## start

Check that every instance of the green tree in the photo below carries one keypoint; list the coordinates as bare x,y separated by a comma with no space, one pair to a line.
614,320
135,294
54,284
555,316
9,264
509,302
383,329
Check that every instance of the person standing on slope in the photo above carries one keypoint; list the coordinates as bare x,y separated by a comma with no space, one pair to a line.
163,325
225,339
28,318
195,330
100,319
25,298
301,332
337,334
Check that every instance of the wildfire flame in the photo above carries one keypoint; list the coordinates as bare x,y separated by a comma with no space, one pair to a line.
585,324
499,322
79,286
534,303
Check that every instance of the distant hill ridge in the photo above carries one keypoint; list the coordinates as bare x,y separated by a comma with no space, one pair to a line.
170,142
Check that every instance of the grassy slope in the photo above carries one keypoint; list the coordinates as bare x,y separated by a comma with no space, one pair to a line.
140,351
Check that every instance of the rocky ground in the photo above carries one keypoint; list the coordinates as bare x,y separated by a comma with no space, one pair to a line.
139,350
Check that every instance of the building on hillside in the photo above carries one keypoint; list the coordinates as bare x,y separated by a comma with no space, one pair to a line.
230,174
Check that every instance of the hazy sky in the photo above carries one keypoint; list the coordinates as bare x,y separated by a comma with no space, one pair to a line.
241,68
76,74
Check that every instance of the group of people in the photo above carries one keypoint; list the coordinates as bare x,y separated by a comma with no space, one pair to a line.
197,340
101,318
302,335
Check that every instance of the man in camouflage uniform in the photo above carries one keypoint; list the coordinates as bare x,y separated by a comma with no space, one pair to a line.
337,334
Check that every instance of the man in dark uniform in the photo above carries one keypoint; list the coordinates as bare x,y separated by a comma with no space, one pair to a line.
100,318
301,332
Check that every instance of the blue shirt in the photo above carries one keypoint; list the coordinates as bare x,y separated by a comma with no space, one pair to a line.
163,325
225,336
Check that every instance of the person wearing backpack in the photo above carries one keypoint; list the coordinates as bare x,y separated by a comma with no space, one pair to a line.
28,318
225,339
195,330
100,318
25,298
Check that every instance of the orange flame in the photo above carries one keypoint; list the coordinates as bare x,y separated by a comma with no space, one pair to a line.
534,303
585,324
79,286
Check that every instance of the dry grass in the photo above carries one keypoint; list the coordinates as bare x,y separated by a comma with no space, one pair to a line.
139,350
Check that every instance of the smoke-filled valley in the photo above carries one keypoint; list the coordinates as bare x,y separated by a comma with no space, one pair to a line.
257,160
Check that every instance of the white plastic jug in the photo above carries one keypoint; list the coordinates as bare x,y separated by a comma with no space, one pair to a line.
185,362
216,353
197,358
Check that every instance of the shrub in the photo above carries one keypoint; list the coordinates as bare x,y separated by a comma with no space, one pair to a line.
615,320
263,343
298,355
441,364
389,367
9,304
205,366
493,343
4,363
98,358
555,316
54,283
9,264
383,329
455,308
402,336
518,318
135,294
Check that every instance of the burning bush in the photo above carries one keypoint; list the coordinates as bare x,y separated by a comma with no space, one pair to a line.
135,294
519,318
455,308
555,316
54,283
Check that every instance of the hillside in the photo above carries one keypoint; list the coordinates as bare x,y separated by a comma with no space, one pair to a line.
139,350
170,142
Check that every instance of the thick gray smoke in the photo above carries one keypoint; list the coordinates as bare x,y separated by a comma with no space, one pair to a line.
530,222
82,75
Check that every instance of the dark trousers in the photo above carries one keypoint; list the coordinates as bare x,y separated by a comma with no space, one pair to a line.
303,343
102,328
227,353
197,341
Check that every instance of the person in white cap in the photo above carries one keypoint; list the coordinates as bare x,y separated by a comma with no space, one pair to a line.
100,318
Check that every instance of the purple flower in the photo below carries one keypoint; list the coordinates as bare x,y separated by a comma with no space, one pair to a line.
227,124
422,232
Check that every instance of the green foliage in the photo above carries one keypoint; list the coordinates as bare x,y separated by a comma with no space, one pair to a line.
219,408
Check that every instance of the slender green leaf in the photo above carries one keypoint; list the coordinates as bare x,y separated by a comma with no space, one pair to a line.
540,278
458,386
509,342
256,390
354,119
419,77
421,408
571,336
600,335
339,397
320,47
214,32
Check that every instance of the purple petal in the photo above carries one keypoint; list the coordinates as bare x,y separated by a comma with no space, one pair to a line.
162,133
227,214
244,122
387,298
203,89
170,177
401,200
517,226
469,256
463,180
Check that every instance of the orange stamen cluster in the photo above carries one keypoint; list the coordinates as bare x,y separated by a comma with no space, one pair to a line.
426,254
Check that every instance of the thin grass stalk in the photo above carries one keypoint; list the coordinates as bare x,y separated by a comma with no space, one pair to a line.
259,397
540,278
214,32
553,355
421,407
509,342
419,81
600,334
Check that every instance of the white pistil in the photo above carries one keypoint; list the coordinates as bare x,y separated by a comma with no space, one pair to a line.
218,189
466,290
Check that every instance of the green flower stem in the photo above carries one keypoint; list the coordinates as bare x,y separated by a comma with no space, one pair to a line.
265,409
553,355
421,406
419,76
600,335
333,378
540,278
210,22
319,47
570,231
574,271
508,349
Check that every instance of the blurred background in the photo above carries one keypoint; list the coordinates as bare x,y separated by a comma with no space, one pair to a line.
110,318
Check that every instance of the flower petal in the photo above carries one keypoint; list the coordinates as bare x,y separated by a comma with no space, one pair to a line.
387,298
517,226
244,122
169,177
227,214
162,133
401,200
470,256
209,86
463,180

## end

### Aim
Reproduce each record shown above without altering a single word.

### Solution below
Check that every instance of the green tree in the photo below carries one keypoint; list the coordinates as bare x,y separated by a comma with no space, one pair to a line.
614,320
135,294
54,284
555,316
9,264
509,302
383,329
Check that every instance of the person standing on slope in the photo above carries one keypoint; list the coordinates as bare x,y separated by a comma with no space, one pair to a line.
163,325
225,339
28,318
195,330
100,319
25,298
301,332
337,334
Check that every instance of the wildfire flame in the photo above carries one keypoint; list the coordinates as bare x,y separated by a comma with no space, one pair to a line.
585,324
499,322
79,286
534,303
Check that every instance of the distant hill ridge in the photo above carries one keypoint; list the coordinates as bare x,y separated by a comma with no space, one pair to a line.
170,142
Check that every instance of the grassy slope in the photo above carries one keypoint; list the coordinates as bare x,y separated by a comma with no space, one pair to a line.
140,351
Check that every instance of the rocky ground in the photo above carries one keypoint; list the coordinates as bare x,y separated by a comma with no space, one pair to a line.
139,350
Check that every instance of the building on hillside in the photo above carries one keypoint; list the coordinates as bare x,y separated by a comma with no space, one pair to a line.
230,174
Check that every instance of the hazy sky in the photo above carries one keypoint; list the coordinates as bare x,y separated by a comma with no space, one pair to a line.
241,68
76,74
Check that every instance of the group of people in the photo above carries one keypoint; list the coordinates as bare x,y separated by a comma with no space, one pair to a line.
197,340
101,318
302,335
Check that every instance of the man in camouflage uniform in the photo above carries one keypoint; list the coordinates as bare x,y separated by a comma with no space, one pair to a line.
337,334
Check that every instance of the man in dark uniform in the photo above carries one keypoint; list the coordinates as bare x,y separated by a comma with no space, one pair to a line.
100,318
301,332
Check that every instance of the blue shirt in the photo above carries one keypoint; list the coordinates as bare x,y separated by a comma with no space, one pair to a line.
163,325
225,336
Check that every instance of the person wearing backpack in the photo above carries one keypoint; list the coordinates as bare x,y separated by a comma with no space, one pair to a line.
28,318
225,339
195,330
100,318
25,298
Check that every instance of the orange flame in the photo above carries one keypoint; list the coordinates as bare x,y separated by a comma with no space, one pair to a line.
534,303
585,324
79,286
Check that every instance of the dry grass in the photo above carries one keypoint; list the coordinates as bare x,y separated by a comma with no space, one pair to a line.
139,350
Check that every instance of the smoke-filled valley in the photo above carries one keypoint; list the coordinates as bare x,y separated by a comma with no space, one pair to a line.
257,160
Check that every instance of the white plastic jug in the photo above carries one keypoint; list the coordinates as bare x,y separated by a comma with no space, one pair to a line.
185,362
216,353
197,358
Check that every instance of the shrub in the photo above carries one keypoint; list the coordinates as bare x,y separated by a comma with no space, one pair to a line.
615,320
263,343
298,355
441,364
389,367
9,304
205,366
493,343
4,363
98,358
555,316
54,283
9,264
383,329
455,308
402,336
518,318
135,294
Check that every instance of the burning bush in the photo above carries one keypoint; list the coordinates as bare x,y separated by a comma with no space, one pair to a line.
135,294
519,318
455,308
555,316
54,283
Check that every instance of the hillside in the photo above carries one keypoint; list the coordinates as bare x,y separated by a comma with no space, one pair to a line.
139,350
170,142
Check that every instance of the thick gray smoke in the photo above carries one keypoint; list the coordinates as bare x,y separated by a comma with no space, one pair to a line.
530,222
82,75
Check that every instance of the dark trousers in the photo above carries one keypoint; list the coordinates as bare x,y separated by a comma with no space, one pair to a line.
303,343
102,328
227,353
197,341
Check that every instance of the person in white cap in the photo above carries one keypoint; list the coordinates as bare x,y separated by a comma with no space, one pair to a line.
100,318
Check that every instance of the purple flower in the photo below carries one keypoint; list the coordinates as bare x,y separated by a comma with no space, one pair to a line.
227,124
422,232
Check that every instance of the green foliage in the photo above carries one keypoint; list the coordinates as bare x,y separated by a comma with no space, one pair to a line.
219,408
Check that every instance of the slender green leaf in the photo above carries one keypoint; list the coordinates as bare x,y separated by a comma with no space, one pair to a line.
540,278
458,386
509,342
256,390
354,119
419,77
421,408
571,336
600,335
339,397
320,47
214,32
Check that every instance of the purple petal in the photo above carries one keypoint; list the coordinates as bare x,y separated by a comma with no space, one pair to a line.
162,133
227,214
244,122
387,298
203,89
170,177
401,200
517,226
469,256
463,180
Check that every instance of the orange stamen cluster in the photo above carries one keypoint; list the coordinates as bare x,y separated by a comma with no space, one pair to a line.
426,254
Check that every instance of the thin grass stalk in the photo above carries one keypoint; list the coordinates as bare x,y separated by a comma with no space, one pair to a line.
259,397
540,278
214,32
553,355
421,407
509,342
419,81
600,334
Check that every instance of the white pistil in the photo above carries one keypoint; list the coordinates as bare x,y separated by a comma with no space, one pair to a line.
218,189
466,290
Check that every instance of the green flower stem in the photo above carries one keypoint; list the coordinates as bare x,y separated by a comma with no space, one pair to a line.
265,409
553,355
421,406
419,76
600,335
333,378
540,278
210,22
319,47
570,231
574,271
508,349
Check that every instance of the blurred background in the photo above carries one keypoint; list the coordinates as bare x,y separated by a comma with no space, one pair to a line.
110,318
Check that every instance of the flower petal in the photo above carries one keypoint; list the coordinates as bare x,y separated by a comma with no space, one pair to a line.
387,298
517,226
244,122
169,177
227,214
162,133
401,200
470,256
209,86
463,180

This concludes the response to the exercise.